What to work on
Copy out every line of the listing below word for word, with nothing changed or left out.

-=-=-=-=-

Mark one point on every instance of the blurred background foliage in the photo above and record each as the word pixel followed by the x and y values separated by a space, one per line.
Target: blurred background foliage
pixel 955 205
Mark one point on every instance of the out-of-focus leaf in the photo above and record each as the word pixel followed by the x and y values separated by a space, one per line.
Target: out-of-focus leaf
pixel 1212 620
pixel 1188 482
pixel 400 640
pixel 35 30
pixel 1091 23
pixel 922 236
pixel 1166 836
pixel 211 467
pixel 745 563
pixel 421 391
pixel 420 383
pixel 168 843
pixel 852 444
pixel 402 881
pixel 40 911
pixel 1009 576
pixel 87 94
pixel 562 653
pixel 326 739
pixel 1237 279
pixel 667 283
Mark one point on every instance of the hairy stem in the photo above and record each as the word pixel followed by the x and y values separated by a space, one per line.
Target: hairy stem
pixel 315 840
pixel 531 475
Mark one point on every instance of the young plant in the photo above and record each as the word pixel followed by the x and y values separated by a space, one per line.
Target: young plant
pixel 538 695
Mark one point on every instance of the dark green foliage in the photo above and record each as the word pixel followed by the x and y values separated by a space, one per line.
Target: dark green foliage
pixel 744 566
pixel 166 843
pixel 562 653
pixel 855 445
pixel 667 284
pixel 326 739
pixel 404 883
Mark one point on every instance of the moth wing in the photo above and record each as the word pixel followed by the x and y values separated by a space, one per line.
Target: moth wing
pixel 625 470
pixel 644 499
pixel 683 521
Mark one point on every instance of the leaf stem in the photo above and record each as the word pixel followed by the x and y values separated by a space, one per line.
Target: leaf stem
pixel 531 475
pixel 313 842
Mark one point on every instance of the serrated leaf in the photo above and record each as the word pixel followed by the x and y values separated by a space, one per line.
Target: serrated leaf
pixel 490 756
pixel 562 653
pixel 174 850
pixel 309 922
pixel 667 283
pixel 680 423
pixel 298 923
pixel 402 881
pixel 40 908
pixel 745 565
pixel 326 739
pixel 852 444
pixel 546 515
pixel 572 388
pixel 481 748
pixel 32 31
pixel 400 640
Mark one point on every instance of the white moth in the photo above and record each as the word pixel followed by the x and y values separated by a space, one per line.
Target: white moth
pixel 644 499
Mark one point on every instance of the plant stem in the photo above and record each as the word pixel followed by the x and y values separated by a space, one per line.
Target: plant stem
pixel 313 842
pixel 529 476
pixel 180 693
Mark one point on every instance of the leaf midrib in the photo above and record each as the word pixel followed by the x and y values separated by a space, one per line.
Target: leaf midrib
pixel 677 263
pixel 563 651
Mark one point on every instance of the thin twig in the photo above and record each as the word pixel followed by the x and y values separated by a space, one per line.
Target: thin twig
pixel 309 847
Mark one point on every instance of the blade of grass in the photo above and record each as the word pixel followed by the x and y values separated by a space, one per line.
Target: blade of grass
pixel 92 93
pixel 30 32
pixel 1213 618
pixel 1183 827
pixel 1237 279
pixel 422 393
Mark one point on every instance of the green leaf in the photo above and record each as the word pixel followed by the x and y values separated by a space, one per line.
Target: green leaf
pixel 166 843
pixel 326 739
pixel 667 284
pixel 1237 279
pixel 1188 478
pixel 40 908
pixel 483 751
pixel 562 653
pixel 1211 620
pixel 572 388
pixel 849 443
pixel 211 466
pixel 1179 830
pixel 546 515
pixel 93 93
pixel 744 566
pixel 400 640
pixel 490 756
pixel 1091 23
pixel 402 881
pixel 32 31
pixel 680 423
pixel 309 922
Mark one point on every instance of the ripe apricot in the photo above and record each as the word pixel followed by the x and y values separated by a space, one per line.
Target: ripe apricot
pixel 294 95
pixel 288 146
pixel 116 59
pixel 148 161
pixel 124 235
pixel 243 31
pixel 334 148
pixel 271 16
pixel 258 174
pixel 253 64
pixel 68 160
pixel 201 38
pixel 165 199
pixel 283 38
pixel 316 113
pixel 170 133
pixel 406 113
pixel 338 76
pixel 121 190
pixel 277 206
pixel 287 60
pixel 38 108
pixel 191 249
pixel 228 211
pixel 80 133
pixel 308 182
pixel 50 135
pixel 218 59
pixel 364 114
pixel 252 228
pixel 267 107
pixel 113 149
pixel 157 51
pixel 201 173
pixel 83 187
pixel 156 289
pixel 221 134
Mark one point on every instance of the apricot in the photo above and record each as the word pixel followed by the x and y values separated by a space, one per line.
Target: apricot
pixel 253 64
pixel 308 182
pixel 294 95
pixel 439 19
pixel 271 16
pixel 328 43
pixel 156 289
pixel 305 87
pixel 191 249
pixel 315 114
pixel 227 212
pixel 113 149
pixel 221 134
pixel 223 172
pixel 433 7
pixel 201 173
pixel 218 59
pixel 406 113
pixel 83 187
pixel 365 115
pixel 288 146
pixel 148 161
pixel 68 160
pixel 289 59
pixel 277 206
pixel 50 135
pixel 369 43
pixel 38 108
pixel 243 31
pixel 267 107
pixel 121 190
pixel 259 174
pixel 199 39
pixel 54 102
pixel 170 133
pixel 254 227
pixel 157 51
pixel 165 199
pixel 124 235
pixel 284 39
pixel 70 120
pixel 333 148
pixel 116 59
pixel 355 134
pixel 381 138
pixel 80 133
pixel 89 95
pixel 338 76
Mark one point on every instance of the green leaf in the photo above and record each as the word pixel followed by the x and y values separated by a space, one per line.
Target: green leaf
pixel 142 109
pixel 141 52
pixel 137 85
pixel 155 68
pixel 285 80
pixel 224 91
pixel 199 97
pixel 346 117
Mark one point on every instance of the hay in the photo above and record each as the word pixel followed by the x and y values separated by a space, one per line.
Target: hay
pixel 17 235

-=-=-=-=-

Finished exercise
Mark one point on every instance of the blurred background foliage in the photo above and record each as the word pixel followed by the x and y values separated by a space, one per line.
Target: blurred background foliage
pixel 955 205
Mark one point on every instance of the out-of-focus leaf in the photo above and record each as the word pixel followed by the x and y values separated by a space, one per line.
Target: out-of-focus leaf
pixel 1212 620
pixel 1188 482
pixel 400 640
pixel 35 30
pixel 1091 23
pixel 922 236
pixel 1166 836
pixel 211 467
pixel 745 563
pixel 421 391
pixel 420 383
pixel 168 843
pixel 852 444
pixel 402 881
pixel 40 911
pixel 1009 576
pixel 87 94
pixel 562 653
pixel 326 739
pixel 1237 279
pixel 667 283
Mark one point on every instance of the hairy stem in the photo above and record each as the word pixel followed by the x and y values separated by a space, one per line.
Target: hairy stem
pixel 315 840
pixel 531 475
Mark one point on every instance of the young plant in the photo above and record each as the word pixel followed by the x and y values separated by a space, one per line.
Target: young plant
pixel 538 695
Mark one point on every instance of the dark green foliage in the photo above and record each as the word pixel followed by the x and y values separated by a space, one per line.
Target: dark green foliage
pixel 744 566
pixel 166 843
pixel 562 653
pixel 855 445
pixel 667 284
pixel 326 739
pixel 404 883
Mark one point on every instance of the moth wing in the photo above and record each as the word pixel followed by the x and y values separated by a space, one per line.
Target: moth wing
pixel 625 470
pixel 644 499
pixel 683 521
Mark one point on every instance of the leaf stem in the photo above and record each as the word pixel followed by the x and y values separated by a space, one per line.
Target: leaf stem
pixel 531 475
pixel 313 842
Mark one point on every instance of the serrated leaf in the photo above and record each as the word pixel followed by the x and y values separated by a space, one per line.
Target: serrated leaf
pixel 490 756
pixel 562 653
pixel 174 850
pixel 309 922
pixel 667 283
pixel 680 423
pixel 298 923
pixel 402 881
pixel 40 908
pixel 745 565
pixel 326 739
pixel 852 444
pixel 546 515
pixel 572 388
pixel 481 748
pixel 32 31
pixel 400 640
Mark one point on every instance of the white moth in the photo above and record each as the word pixel followed by the x and y values separated by a space, one per line.
Target: white moth
pixel 644 499
Mark one point on every instance of the plant stem in the photo above and record each as the word pixel followed by the x and y values separated by a space, one per line.
Target: plant stem
pixel 313 842
pixel 529 476
pixel 180 693
Mark one point on every instance of the leaf midrib in the photo above and record each as the word pixel followed by the x and y values separated by a space, one per line.
Target: leaf midrib
pixel 677 263
pixel 563 651
Mark one point on every instance of the thin twig in the photo above and record each as the word pixel followed by the x and y values separated by a space, one per line.
Target: thin twig
pixel 309 847
Mark one point on every instance of the blade of grass in the photo above and record each as the word pixel followed by the x and y values separated by a space, one per line.
Target: blade of grass
pixel 92 93
pixel 30 32
pixel 1213 618
pixel 1183 827
pixel 1237 279
pixel 422 393
Mark one point on every instance of the green leaf in the photo above and record each as the word pixel followed by the x and y values separated by a space, one per line.
Target: green leaf
pixel 166 843
pixel 326 739
pixel 667 284
pixel 1237 279
pixel 1188 478
pixel 40 908
pixel 483 751
pixel 562 653
pixel 1211 620
pixel 572 388
pixel 849 443
pixel 211 466
pixel 1179 830
pixel 546 515
pixel 93 93
pixel 744 566
pixel 400 640
pixel 490 756
pixel 1091 23
pixel 402 881
pixel 32 31
pixel 680 423
pixel 309 922
Mark one point on every instance of the ripe apricot in the photo above and record each as the word pixel followed by the x and y values separated by a space, one per line.
Target: ripe apricot
pixel 294 95
pixel 288 146
pixel 116 59
pixel 148 161
pixel 124 235
pixel 243 31
pixel 334 148
pixel 271 16
pixel 258 174
pixel 253 64
pixel 68 160
pixel 201 38
pixel 165 199
pixel 283 38
pixel 316 113
pixel 170 133
pixel 406 113
pixel 338 76
pixel 121 190
pixel 277 206
pixel 287 60
pixel 38 108
pixel 191 249
pixel 228 211
pixel 80 133
pixel 308 182
pixel 50 135
pixel 218 59
pixel 364 114
pixel 252 228
pixel 267 107
pixel 113 149
pixel 157 51
pixel 201 173
pixel 83 187
pixel 156 289
pixel 221 134
Mark one point on every instance of the apricot in the photo above and record each as the word pixel followed by the x and y values separated by a space, one per line.
Target: apricot
pixel 253 64
pixel 308 182
pixel 294 95
pixel 439 19
pixel 271 16
pixel 328 43
pixel 156 289
pixel 305 87
pixel 191 249
pixel 315 114
pixel 227 212
pixel 113 149
pixel 221 134
pixel 223 172
pixel 433 7
pixel 201 173
pixel 218 59
pixel 406 113
pixel 83 187
pixel 365 115
pixel 288 146
pixel 148 161
pixel 68 160
pixel 289 59
pixel 277 206
pixel 50 135
pixel 369 43
pixel 38 108
pixel 243 31
pixel 267 107
pixel 121 190
pixel 259 174
pixel 199 39
pixel 54 102
pixel 170 133
pixel 254 227
pixel 157 51
pixel 165 199
pixel 124 235
pixel 284 39
pixel 70 120
pixel 333 148
pixel 116 59
pixel 355 134
pixel 381 138
pixel 80 133
pixel 89 95
pixel 338 76
Mark one point on every instance of the green leaf in the photo above and record each as the word pixel followed by the x and y values separated by a space, one per line.
Target: green leaf
pixel 142 109
pixel 141 52
pixel 137 85
pixel 155 68
pixel 285 80
pixel 224 91
pixel 199 97
pixel 346 117
Mark one point on every instance of the hay in the photo above and record each as the word pixel followed by the x and y values separated by a space, one per line.
Target: hay
pixel 17 235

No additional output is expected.